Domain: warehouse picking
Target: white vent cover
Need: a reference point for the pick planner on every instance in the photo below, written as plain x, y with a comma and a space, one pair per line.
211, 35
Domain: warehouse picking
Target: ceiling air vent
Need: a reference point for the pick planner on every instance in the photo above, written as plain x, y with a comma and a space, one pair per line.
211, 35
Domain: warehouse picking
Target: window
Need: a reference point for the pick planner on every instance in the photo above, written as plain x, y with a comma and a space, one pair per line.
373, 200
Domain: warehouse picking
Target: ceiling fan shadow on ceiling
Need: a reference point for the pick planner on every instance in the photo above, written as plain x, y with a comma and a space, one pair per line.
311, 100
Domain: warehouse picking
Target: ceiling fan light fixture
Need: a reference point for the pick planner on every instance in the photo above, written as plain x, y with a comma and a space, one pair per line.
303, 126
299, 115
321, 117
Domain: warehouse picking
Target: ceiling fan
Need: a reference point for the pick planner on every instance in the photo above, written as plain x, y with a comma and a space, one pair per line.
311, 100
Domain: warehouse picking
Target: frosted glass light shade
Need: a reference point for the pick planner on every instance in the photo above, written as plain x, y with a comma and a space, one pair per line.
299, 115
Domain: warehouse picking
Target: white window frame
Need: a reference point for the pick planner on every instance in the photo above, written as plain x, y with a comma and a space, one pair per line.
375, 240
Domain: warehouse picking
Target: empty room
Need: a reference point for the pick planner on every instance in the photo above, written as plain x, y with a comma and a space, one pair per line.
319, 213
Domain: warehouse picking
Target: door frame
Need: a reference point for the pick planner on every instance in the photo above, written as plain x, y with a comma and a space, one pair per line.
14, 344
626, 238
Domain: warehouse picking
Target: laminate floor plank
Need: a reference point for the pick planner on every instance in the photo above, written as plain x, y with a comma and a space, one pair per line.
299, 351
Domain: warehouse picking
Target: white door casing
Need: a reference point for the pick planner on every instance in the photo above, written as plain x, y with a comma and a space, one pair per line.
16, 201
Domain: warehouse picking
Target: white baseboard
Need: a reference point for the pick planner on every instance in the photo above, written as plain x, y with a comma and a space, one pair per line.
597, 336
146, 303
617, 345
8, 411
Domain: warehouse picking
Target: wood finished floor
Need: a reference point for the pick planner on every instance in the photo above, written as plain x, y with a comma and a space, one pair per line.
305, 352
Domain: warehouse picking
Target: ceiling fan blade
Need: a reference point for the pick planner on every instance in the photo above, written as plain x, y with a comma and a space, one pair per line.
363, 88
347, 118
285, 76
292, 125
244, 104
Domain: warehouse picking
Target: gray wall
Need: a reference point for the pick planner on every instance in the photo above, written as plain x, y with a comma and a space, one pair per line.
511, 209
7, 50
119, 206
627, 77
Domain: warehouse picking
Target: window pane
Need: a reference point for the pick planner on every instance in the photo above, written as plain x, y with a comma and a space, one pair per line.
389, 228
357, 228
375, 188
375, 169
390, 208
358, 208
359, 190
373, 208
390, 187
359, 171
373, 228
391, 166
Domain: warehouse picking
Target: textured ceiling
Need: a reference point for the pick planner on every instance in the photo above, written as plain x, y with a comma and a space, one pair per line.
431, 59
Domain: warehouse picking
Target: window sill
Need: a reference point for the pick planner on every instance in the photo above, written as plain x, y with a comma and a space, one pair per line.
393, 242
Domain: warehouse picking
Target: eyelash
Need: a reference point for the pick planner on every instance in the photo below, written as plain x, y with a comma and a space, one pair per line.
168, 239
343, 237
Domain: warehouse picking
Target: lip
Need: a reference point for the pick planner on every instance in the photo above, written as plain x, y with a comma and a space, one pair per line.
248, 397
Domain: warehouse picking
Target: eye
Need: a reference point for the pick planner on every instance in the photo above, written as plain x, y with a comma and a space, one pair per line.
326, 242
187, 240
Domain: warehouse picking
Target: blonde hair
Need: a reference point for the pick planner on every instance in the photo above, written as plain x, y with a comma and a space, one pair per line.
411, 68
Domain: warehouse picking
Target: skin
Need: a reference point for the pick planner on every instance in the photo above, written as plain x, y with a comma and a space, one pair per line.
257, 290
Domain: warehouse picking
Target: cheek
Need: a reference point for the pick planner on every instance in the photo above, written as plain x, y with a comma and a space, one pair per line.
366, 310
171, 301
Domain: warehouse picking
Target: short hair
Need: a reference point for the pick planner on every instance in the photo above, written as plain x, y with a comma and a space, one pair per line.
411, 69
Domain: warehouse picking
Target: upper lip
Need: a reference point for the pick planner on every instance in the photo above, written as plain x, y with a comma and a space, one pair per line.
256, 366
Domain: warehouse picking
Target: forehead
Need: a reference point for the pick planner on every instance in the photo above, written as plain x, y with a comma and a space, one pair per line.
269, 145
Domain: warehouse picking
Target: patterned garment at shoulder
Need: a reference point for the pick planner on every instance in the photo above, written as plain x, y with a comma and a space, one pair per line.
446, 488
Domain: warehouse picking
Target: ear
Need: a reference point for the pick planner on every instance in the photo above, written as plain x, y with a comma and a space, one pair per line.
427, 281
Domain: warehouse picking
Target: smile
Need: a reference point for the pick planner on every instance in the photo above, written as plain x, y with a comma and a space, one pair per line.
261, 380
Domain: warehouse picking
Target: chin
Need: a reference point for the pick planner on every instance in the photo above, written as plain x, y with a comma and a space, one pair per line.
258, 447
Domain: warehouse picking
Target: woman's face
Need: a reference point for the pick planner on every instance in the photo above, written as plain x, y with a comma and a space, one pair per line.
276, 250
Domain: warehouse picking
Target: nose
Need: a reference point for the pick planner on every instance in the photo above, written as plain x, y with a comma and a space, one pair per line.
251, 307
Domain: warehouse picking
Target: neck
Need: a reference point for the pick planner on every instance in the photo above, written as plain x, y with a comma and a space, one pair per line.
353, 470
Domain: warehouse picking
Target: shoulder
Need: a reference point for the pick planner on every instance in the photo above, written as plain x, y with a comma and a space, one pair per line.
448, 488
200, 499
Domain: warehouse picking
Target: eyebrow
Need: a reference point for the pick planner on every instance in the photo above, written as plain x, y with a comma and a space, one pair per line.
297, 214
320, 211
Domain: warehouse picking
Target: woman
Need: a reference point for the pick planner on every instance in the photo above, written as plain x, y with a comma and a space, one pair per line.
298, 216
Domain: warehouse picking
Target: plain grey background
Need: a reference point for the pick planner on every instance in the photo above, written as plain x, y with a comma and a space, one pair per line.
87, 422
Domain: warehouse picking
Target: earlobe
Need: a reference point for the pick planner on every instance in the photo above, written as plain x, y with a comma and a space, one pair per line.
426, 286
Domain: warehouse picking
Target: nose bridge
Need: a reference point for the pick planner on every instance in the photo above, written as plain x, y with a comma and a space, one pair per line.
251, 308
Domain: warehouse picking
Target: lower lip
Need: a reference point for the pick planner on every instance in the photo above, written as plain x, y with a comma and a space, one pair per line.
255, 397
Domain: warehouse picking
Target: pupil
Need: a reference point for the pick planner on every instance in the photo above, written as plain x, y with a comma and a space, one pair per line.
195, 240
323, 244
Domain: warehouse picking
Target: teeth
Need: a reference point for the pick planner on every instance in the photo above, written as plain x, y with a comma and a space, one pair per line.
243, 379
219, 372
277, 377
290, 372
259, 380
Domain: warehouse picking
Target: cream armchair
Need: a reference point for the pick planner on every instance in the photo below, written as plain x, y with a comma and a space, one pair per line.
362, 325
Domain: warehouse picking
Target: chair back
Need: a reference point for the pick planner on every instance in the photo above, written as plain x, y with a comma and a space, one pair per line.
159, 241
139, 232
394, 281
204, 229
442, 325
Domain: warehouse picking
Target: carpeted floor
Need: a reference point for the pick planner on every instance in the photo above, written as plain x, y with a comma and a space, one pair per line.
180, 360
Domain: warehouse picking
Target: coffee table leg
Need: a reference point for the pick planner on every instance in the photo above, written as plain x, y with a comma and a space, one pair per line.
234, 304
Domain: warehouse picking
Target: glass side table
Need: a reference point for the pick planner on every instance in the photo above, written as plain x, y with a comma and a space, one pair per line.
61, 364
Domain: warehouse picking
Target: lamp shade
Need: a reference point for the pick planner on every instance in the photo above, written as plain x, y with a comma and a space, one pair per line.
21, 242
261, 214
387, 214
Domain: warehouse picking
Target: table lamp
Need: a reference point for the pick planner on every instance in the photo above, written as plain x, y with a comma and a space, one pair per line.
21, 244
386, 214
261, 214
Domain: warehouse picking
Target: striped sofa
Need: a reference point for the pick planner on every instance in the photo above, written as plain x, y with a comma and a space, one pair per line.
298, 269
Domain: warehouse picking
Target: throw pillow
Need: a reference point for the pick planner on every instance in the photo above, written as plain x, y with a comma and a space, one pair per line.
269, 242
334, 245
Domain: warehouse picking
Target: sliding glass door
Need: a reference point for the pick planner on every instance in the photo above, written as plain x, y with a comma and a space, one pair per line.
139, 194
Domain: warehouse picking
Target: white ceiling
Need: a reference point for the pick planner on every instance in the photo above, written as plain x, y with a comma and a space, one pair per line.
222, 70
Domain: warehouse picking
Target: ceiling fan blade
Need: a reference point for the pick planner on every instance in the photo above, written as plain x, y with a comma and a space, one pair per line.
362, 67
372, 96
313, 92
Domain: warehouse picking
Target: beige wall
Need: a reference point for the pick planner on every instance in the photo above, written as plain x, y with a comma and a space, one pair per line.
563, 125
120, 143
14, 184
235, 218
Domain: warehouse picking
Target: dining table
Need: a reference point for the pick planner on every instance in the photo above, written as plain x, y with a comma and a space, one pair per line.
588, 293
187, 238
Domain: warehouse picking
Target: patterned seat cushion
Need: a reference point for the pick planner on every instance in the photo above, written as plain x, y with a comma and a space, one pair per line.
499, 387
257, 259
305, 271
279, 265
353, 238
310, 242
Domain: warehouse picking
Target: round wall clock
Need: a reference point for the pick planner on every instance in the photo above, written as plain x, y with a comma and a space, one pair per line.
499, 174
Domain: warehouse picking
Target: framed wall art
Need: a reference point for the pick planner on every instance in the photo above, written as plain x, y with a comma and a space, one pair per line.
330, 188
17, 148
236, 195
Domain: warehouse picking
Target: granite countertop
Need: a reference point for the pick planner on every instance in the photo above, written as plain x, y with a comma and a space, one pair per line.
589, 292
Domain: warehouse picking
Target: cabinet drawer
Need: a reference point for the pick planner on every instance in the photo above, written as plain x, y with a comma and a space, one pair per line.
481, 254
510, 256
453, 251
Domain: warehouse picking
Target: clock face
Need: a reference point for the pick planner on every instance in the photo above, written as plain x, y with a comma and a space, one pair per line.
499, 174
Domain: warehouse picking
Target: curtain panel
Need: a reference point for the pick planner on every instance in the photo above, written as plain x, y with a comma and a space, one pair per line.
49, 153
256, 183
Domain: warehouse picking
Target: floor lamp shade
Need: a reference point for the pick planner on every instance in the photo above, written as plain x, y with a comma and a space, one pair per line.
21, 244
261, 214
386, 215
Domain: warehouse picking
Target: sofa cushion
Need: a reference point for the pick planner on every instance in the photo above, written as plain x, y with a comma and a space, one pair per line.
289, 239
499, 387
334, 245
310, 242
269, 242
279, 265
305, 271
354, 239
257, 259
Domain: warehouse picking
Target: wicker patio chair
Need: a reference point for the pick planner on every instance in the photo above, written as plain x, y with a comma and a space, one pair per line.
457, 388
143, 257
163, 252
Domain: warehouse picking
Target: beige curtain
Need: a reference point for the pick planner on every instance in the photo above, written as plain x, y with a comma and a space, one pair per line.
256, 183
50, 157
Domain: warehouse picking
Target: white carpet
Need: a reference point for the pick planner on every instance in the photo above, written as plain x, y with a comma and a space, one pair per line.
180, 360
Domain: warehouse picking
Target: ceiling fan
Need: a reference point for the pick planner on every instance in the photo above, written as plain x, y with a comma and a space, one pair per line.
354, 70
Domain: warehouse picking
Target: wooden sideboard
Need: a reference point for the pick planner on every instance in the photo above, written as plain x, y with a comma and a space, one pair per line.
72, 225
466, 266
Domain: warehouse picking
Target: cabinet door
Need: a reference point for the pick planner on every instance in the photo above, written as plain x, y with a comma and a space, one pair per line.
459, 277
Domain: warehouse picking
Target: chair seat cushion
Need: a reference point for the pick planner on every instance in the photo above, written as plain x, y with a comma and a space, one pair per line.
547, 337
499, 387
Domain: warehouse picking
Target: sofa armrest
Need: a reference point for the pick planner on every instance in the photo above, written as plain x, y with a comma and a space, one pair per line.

━━━━━━━━━━━━━━━━━━━━

## THE EXERCISE
Above are the rows. Count how many of their lines contain the string "sofa" and give only that number.

## THE RESULT
3